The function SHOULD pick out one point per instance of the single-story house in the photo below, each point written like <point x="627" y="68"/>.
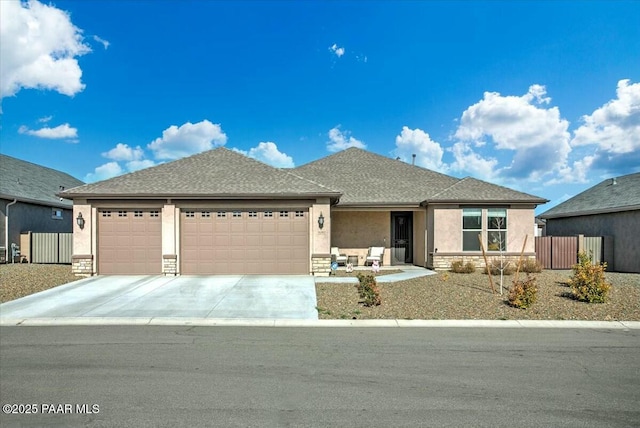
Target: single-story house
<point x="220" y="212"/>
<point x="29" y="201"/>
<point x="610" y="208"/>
^^^^^^^^^^^^^^^^
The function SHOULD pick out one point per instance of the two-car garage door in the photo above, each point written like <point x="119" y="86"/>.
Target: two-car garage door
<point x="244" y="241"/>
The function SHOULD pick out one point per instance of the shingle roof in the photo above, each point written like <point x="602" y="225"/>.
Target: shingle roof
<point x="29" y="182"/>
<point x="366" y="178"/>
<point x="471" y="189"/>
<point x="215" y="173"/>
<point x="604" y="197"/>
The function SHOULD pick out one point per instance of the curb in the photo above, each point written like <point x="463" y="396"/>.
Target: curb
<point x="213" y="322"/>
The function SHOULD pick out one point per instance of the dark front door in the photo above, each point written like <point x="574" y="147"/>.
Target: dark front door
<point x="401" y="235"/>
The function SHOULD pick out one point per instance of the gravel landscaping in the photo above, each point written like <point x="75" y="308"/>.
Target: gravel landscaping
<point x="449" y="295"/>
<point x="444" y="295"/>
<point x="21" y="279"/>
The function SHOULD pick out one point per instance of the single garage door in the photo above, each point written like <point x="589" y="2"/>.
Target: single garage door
^^^^^^^^^^^^^^^^
→ Do this
Report each line in the entries above that contains the word "photo", copying those lines in full. Case counts.

→ Task response
The function SHOULD pick out one point per instance of the single-story house in the photo below, each point written like <point x="627" y="68"/>.
The function SHOULD pick out one point per instance of the two-car garage door in the photo above, each point written like <point x="119" y="86"/>.
The function SHOULD pick out one point per instance of the shingle roof in the photo above, each point written like <point x="602" y="225"/>.
The function SHOULD pick out one point per instance of the curb in the photo above, each point written like <point x="463" y="396"/>.
The function SHOULD pick out one point per instance of the dark front door in the photo above, each point written like <point x="574" y="147"/>.
The function SHOULD pick out one point per instance of the gravel landscaping in the photo above, each point written like <point x="75" y="308"/>.
The function SHOULD pick out one point per instance of the single garage door in the photo above, each point written like <point x="589" y="2"/>.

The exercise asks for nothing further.